==== Passage ====
TMZ has not helped. (The company got its name from the "30-mile zone," the area of celeb-rich L.A. spinning out from West Hollywood.) TMZ founder Harvey Levin was a lawyer who made his bones reporting on television for the O.J. trial before moving on as a legal analyst for the revamped People's Court and creating Celebrity Justice, an early practitioner of tabloid television that focused on the legal snafus of the stars. Starting up TMZ in 2005 was a logical next step.

Levin has a Warhol portrait of Mao in his L.A. office and sees himself as an iconoclast. He has made spasmodic attempts at respectability – succeeding with a report that Northern Trust, a bank that received $1.6 billion in federal bailout money, was spending lavishly at L.A. hot spots, and failing miserably when TMZ leaked purported photos of JFK sunning himself as naked women jumped off a boat that turned out to not be JFK but from an old Playboy shoot.

Levin has started TMZ Sports and is rumored to be trying to expand his empire, but his primary revenue is still original recipe TMZ – his website and a nightly television show that, interestingly enough, is syndicated by Warner Bros., the employer of many of the stars that TMZ stalks.

Ironically, TMZ made paps players in the game; I watched as tourists photographed paps because they've seen them on TMZ and think they're famous. They also provide revenue for the creepy pics and video no one else is interested in, e.g., an elderly Steven Tyler and an unknown woman riding topless in a jeep through Hawaii.

TMZ took the illusion of privacy away. Now the paranoid star just assumes someone is always there. Decoy cars and false itineraries are floated to throw TMZ off the scent. And then there's the money. TMZ has tons of it. TMZ has the cash to buy off valets and info like flight lists or even the limo list of what celeb is being picked up where and when. Now paps feel like they can make just as much money from tipping off TMZ as from selling their photos. Fellini's buzzing flies have become TMZ's serfs.

Still, Vlad loves his work. Well, except when Hopper Penn called him the n-word and a vicious gay slur while he tracked his father, Sean, in the 90210 last year. Besides, Vlad has standards. Mind you, those standards may be slightly different from yours or most of Western civilization's, but they are still standards.

A little after 1:00, Jessie J finally appears. An SUV pulls out of the London hotel and Vlad follows. Jessie J is in the back seat. He trails her to Record Plant studios, powering by her on Melrose so he can arrive a minute or two early and set up. He's already on the sidewalk and shooting when a security guy asks him to let Jessie's mom pass. Vlad consents and then snags Jessie wearing a wig and a tired smile.
==== Dataset excerpts ====
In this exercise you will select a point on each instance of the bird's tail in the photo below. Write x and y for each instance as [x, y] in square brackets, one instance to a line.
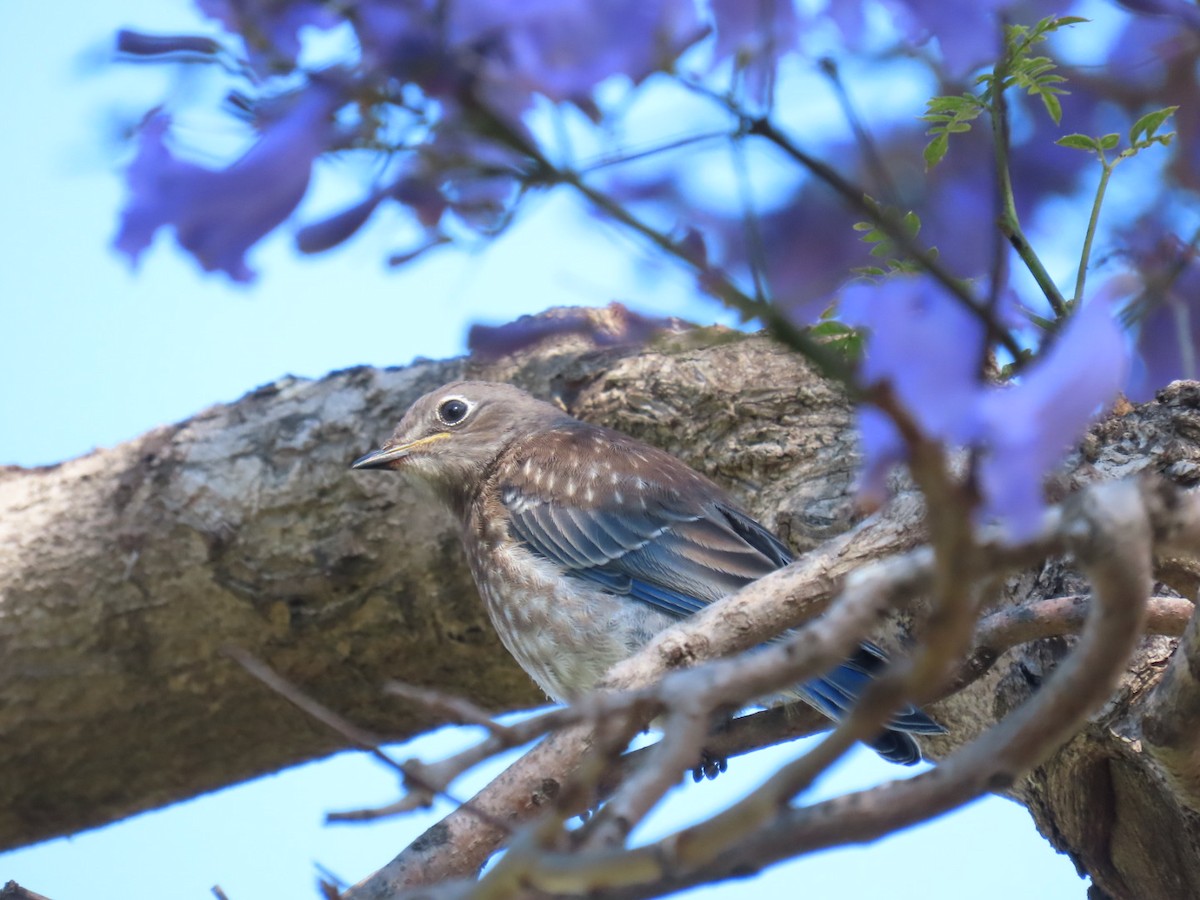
[837, 691]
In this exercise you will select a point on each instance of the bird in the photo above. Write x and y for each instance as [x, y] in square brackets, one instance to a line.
[586, 543]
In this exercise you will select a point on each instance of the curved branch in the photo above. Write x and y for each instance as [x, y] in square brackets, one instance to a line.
[1110, 534]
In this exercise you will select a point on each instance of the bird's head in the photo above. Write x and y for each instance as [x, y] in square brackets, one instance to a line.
[450, 437]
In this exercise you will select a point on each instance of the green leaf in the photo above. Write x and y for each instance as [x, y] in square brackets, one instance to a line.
[1053, 107]
[1079, 142]
[1150, 123]
[935, 150]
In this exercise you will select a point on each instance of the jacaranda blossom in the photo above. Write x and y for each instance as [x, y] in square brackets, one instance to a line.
[219, 214]
[927, 348]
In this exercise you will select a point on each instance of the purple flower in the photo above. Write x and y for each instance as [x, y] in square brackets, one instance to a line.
[928, 349]
[219, 214]
[927, 346]
[1168, 346]
[1029, 427]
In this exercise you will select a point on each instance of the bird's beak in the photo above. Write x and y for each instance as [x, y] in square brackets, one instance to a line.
[385, 456]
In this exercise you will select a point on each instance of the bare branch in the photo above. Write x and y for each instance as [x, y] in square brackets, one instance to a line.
[1170, 715]
[1110, 534]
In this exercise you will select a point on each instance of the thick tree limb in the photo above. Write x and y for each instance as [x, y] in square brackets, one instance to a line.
[123, 573]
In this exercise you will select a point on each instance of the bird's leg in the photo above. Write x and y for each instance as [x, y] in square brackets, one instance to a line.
[711, 763]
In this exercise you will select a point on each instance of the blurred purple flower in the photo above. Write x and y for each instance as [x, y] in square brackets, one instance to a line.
[403, 40]
[1168, 341]
[219, 214]
[270, 28]
[967, 31]
[927, 348]
[755, 34]
[1029, 427]
[563, 49]
[1181, 10]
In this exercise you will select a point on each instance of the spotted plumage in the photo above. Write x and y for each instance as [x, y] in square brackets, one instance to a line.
[586, 543]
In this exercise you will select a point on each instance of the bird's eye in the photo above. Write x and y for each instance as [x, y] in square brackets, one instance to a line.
[453, 411]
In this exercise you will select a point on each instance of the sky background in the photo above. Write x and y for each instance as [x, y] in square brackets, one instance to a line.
[93, 354]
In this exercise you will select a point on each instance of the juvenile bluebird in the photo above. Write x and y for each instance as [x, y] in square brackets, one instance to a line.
[586, 543]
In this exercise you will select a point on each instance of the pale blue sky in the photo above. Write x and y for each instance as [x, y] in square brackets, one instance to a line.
[91, 354]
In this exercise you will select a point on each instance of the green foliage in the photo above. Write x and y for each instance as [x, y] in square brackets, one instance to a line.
[839, 336]
[948, 115]
[883, 247]
[1015, 69]
[1143, 135]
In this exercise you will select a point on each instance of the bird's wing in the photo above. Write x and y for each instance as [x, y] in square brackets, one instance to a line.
[641, 523]
[635, 522]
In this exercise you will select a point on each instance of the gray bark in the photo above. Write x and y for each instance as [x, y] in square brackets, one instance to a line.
[123, 575]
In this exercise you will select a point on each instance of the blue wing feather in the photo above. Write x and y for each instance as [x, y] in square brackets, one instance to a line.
[677, 551]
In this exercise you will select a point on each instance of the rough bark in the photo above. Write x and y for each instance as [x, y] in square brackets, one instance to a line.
[124, 573]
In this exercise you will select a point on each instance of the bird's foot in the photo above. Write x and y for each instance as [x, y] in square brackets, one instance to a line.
[708, 767]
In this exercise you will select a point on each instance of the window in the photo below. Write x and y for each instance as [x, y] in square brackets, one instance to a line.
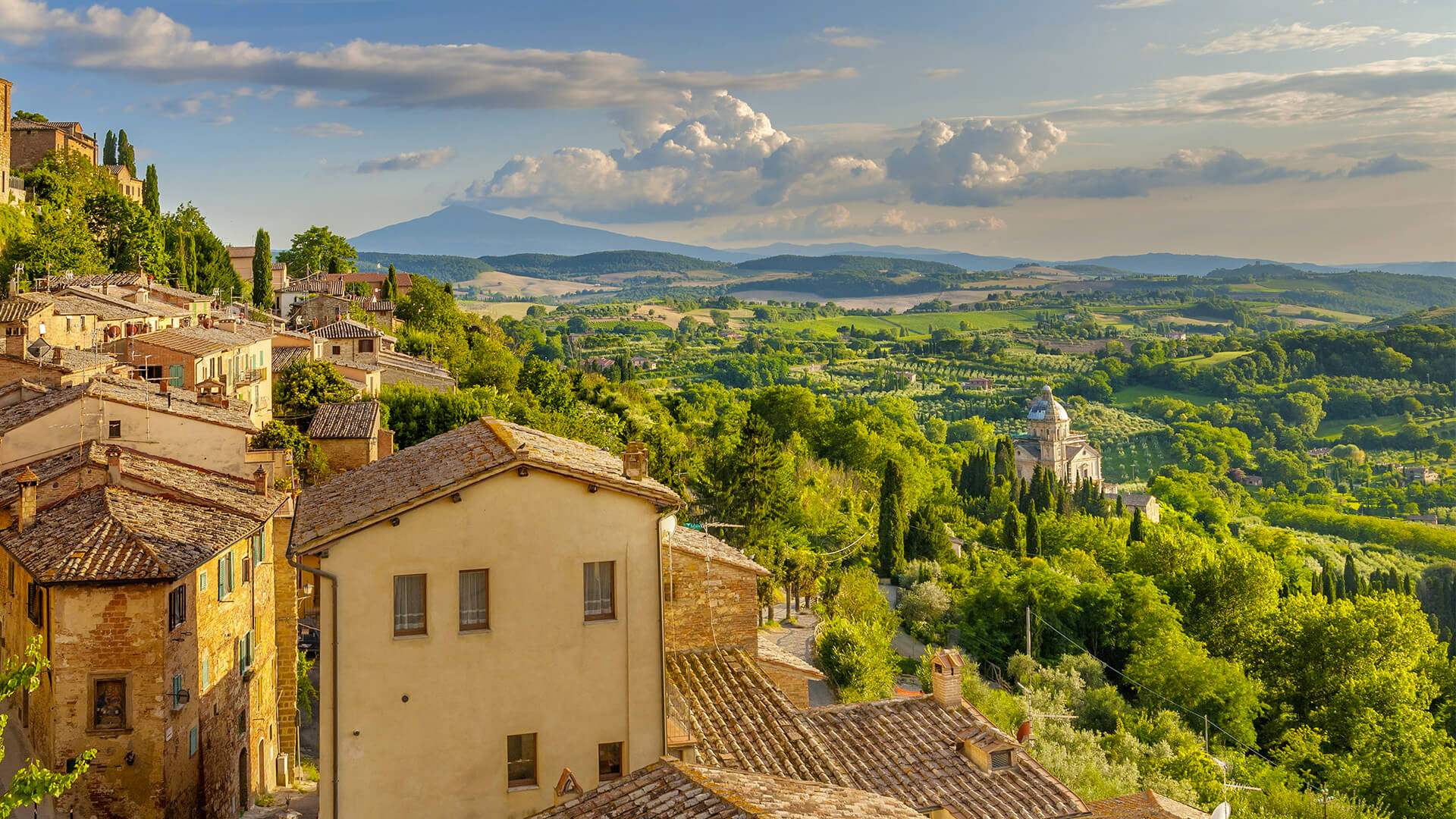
====
- Set problem 1
According to the passage about TMZ, where did the company get its name?
- Set problem 2
Continue the passage about TMZ and the paparazzi from its last sentence.

- Final answer 1
It comes from the "30-mile zone," the celebrity-rich area of L.A. spinning out from West Hollywood.

- Final answer 2
"Jessie's huge in England," he says. "I'll shoot her every day, and I'll have a complete story to sell. It's not about one picture – it's about the whole story."

He drives away, but screeches the brakes as a white Range Rover buzzes through an intersection. He flips a U-turn. "Hold on, hold on, hold on, look at it. . . . Yeah, it is! Get the fuck outta here. January Jones!" Vlad squints at the license plate and urges other cars to get out of his way. "Yeah, '047.' Move, nigga, get the fuck outta the way. Come on, drive, bitch! Come on!"

The best paps have hundreds of license plates committed to memory – Dominic once rattled off to me the numbers for almost every $125,000 Mercedes G wagon in Los Angeles. Some celebs know it and constantly switch cars; Vlad claims he's seen Harry Styles driving a half-dozen different vehicles. He sticks close to Jones, but not close enough to spook her.

"If she has the kid, she's going to, whatchamacallit, a play date. If she's with the kid, it's even better."

 

Vlad might make about $500 for an exclusive Jones shot, but could make twice that for one with her kid. The Rover pulls up to a house in a nondescript neighborhood. Vlad can see a toddler in a car seat. Nothing happens for a while. Vlad notices a spot on his shorts. Vlad likes to look as good as the people he shoots. He debates going home to change after this chase ends.

"Man, I'm getting dirty and shit, yo. I don't like that. I work really hard to fucking stay clean."

Many paps see themselves as simple hacks, grinding out pics of whatever celeb is in front of them, often not knowing who they've shot until later. That's not who Vlad wants to be. Sure, he can come across as Vlad the Barbarian, jumping in the face of celebs and sitting here behind Jones and her kid, but he wants something more from his pap life than shooting 50 sets a week and working six 12-hour days. He studies the glam photos of Jackie O stalker-pap Ron Galella and gets excited.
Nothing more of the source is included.